▸ **REQUEST A**: Output the full article on the Financial CHOICE Act and shareholder proposals verbatim.

▸ **DOCUMENT EXCERPT**:

*****

By Julie Fox Gorte, Pax World Management, and Tim Smith, Walden Asset Management, on Tuesday, July 11, 2017
Julie Gorte, Ph.D., is Senior Vice President for Sustainable Investing at Pax World Management; Tim Smith is Director of ESG Shareowner Engagement at Walden Asset Management. Additional posts on the CHOICE Act are available here.
Early in June, the House of Representatives passed a piece of legislation, dubbed the Financial CHOICE Act, which would gut much of Dodd-Frank. One of its provisions would make it impossible for all but the largest investors to file shareholder proposals by requiring that investors must hold at least one percent of the outstanding shares for three years in order to file a proposal. This would remove a key tool that investors use to communicate with corporate boards.
Some of the impetus for the inclusion of the shareholder proposal process in this legislation may have come from the Business Roundtable (BRT), which sent a letter to the Administration highlighting 16 regulations that the organization believed would “directly and negatively impact economic growth.” One of those was the shareholder proposal process, which the letter described as “activist investors with insignificant stakes in public companies make shareholder proposals that pursue social or political agendas unrelated to the interests of the shareholders as a whole.”
Notably, the BRT’s statement following the passage of the Financial CHOICE Act singled out the provision that would essentially eliminate the shareholder proposal process, which the BRT described as “helping companies concentrate more effectively on investment, innovation and economic growth.” However, neither the BRT’s original letter nor its statement offered any evidence supporting the idea that shareholder resolutions impede corporate performance or harm innovation or economic growth. Perhaps that’s because that view is hard to support with facts.

*****

▸ **EXCERPTED DATA**:
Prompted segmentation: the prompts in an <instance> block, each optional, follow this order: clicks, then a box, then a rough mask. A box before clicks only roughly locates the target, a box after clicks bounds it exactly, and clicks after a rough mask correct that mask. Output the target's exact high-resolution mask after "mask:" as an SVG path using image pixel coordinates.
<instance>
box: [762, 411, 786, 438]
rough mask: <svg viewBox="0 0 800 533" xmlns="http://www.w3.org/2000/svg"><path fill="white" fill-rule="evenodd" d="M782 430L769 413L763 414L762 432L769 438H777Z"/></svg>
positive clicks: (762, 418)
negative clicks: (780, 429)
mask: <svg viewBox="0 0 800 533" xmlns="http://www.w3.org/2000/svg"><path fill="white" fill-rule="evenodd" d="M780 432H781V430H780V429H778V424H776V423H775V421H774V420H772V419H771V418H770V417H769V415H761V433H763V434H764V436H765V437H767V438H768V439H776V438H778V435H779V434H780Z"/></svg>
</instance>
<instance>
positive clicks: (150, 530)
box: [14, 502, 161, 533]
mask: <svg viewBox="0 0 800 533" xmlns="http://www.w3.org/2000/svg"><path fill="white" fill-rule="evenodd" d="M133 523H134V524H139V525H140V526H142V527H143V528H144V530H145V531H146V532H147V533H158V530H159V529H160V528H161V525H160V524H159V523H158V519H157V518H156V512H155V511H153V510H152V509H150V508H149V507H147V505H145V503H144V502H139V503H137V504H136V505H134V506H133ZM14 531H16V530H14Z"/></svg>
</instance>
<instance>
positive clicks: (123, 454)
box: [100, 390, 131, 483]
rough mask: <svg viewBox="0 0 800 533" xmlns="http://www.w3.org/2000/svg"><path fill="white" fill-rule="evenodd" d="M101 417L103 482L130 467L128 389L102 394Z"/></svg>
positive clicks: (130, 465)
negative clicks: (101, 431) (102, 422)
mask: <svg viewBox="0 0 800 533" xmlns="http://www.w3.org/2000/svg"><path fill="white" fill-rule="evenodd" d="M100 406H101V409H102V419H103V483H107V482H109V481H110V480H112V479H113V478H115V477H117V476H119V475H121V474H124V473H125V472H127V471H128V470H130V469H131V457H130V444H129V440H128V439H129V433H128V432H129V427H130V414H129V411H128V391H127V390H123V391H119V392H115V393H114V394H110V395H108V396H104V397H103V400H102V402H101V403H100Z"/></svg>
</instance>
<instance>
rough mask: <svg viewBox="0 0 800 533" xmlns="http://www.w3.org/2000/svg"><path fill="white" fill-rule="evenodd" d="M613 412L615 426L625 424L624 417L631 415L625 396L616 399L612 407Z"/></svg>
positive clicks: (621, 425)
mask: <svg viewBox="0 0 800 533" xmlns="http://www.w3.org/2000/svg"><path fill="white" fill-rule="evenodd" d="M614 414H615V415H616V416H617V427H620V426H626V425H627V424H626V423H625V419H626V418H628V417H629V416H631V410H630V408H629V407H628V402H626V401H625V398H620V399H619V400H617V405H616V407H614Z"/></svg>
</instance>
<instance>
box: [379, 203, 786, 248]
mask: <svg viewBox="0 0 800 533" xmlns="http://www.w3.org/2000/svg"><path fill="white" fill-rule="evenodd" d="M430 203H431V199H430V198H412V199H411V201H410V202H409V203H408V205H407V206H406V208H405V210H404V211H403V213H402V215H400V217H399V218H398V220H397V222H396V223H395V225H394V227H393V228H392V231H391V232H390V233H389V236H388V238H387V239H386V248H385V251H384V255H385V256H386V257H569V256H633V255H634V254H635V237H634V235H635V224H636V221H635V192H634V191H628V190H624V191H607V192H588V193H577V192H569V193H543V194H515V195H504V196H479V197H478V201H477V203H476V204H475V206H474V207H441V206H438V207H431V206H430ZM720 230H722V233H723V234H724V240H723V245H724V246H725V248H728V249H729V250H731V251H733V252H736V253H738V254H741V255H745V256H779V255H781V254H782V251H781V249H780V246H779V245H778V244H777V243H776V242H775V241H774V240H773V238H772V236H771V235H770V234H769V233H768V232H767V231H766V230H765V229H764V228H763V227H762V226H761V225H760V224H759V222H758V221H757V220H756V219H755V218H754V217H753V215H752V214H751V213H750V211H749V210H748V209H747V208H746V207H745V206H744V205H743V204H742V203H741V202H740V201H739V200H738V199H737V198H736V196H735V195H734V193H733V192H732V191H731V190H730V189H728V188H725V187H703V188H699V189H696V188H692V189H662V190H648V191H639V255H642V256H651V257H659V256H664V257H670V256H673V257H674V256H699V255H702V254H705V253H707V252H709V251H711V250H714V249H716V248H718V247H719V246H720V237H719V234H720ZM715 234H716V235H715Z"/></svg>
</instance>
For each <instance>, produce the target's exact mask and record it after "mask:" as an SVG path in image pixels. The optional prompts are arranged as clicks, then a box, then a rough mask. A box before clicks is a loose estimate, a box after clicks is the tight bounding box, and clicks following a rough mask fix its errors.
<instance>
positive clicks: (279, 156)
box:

*****

▸ **REQUEST B**: Extract every line of the listing above that contains the string "positive". Case counts.

▸ **WRITTEN SOLUTION A**:
By Julie Fox Gorte, Pax World Management, and Tim Smith, Walden Asset Management, on Tuesday, July 11, 2017
Julie Gorte, Ph.D., is Senior Vice President for Sustainable Investing at Pax World Management; Tim Smith is Director of ESG Shareowner Engagement at Walden Asset Management. Additional posts on the CHOICE Act are available here.
Early in June, the House of Representatives passed a piece of legislation, dubbed the Financial CHOICE Act, which would gut much of Dodd-Frank. One of its provisions would make it impossible for all but the largest investors to file shareholder proposals by requiring that investors must hold at least one percent of the outstanding shares for three years in order to file a proposal. This would remove a key tool that investors use to communicate with corporate boards.
Some of the impetus for the inclusion of the shareholder proposal process in this legislation may have come from the Business Roundtable (BRT), which sent a letter to the Administration highlighting 16 regulations that the organization believed would “directly and negatively impact economic growth.” One of those was the shareholder proposal process, which the letter described as “activist investors with insignificant stakes in public companies make shareholder proposals that pursue social or political agendas unrelated to the interests of the shareholders as a whole.”
Notably, the BRT’s statement following the passage of the Financial CHOICE Act singled out the provision that would essentially eliminate the shareholder proposal process, which the BRT described as “helping companies concentrate more effectively on investment, innovation and economic growth.” However, neither the BRT’s original letter nor its statement offered any evidence supporting the idea that shareholder resolutions impede corporate performance or harm innovation or economic growth. Perhaps that’s because that view is hard to support with facts.

▸ **WRITTEN SOLUTION B**:
positive clicks: (762, 418)
positive clicks: (150, 530)
positive clicks: (123, 454)
positive clicks: (130, 465)
positive clicks: (621, 425)
positive clicks: (279, 156)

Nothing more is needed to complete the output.